#### TRECHO DO DOCUMENTO
"""

Elas contam por que se orgulham das cicatrizes que carregam
As marcas deixadas na pele de uma mulher podem ser sinônimo de superação e renascimento
Só ri de uma cicatriz quem nunca foi ferido. Este trecho do livro “Romeu e Julieta”, de William Shakespeare, fala sobre as marcas que a vida pode deixar em uma pessoa. Mas e quando estes sinais estão desenhados no rosto? Para a DJ Lu Vargas, 42 anos, as 98 cicatrizes do seu rosto não devem ser esquecidas, mas lembradas.
O mesmo acontece com a empresária Iracema Colombo, 53, que atribuiu a grande marca em seu rosto como milagre, e com a engenheira Fernanda da Cruz, 39, que acaba de retirar um tumor, está com um corte da orelha até a base do pescoço e pouco se importa.
O trio, que foi marcado por diferentes causas, comemora suas novas cicatrizes pelo mesmo motivo: sobrevivência. Elas têm orgulho das suas cicatrizes, pois elas registram um momento de renascimento.
Quando Lu tinha 15 anos, não era comum o uso do cinto de segurança. Ela, que estava na carona de um automóvel dirigido pela amiga, foi arremessada para fora do carro em um acidente. O vidro do para-brisa atingiu seu rosto e resultou em 98 cortes diferentes. “Na época, foi muito difícil. Eu era muito nova e sonhava em ser modelo”, fala.
Com o tempo, começou a aceitar e valorizar as marcas do seu rosto. “Elas foram ficando mais amenas. Hoje, tenho três mais aparentes do lado esquerdo e essas quase centenas de marquinhas que formam quem eu sou hoje”, conta. Lu garante que não esconde nunca suas cicatrizes. “Uso meu cabelo preso e não tenho vergonha nenhuma. Elas fazem parte de quem eu sou”.

"""

#### ENTRADAS EXIBIDAS
"""

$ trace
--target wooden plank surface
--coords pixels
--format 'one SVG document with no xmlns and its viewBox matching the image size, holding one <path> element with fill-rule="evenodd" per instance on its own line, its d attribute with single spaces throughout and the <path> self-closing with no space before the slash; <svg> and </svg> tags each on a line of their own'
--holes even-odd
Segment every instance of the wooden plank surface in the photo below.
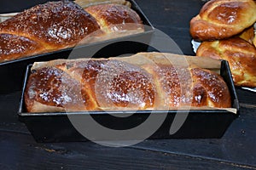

"""

#### QUESTÕES DE LEITURA
[a] Devolva, do texto sobre as cicatrizes, a passagem de "O mesmo acontece" a "pouco se importa.".
[b] De acordo com o texto sobre as cicatrizes, com que carreira Lu sonhava na época do acidente?
[c] Indique se cada afirmação concorda com o texto sobre as cicatrizes: (i) Iracema Colombo é empresária e tem 53 anos; (ii) Lu costuma esconder as cicatrizes; (iii) o carro em que Lu estava no acidente era dirigido pelo pai dela.

#### RESPOSTAS POR TAREFA
[a]
O mesmo acontece com a empresária Iracema Colombo, 53, que atribuiu a grande marca em seu rosto como milagre, e com a engenheira Fernanda da Cruz, 39, que acaba de retirar um tumor, está com um corte da orelha até a base do pescoço e pouco se importa.

[b] Ela sonhava em ser modelo.

[c]
(i) Sim: "a empresária Iracema Colombo, 53"
(ii) Não: "Lu garante que não esconde nunca suas cicatrizes."
(iii) Não: "estava na carona de um automóvel dirigido pela amiga"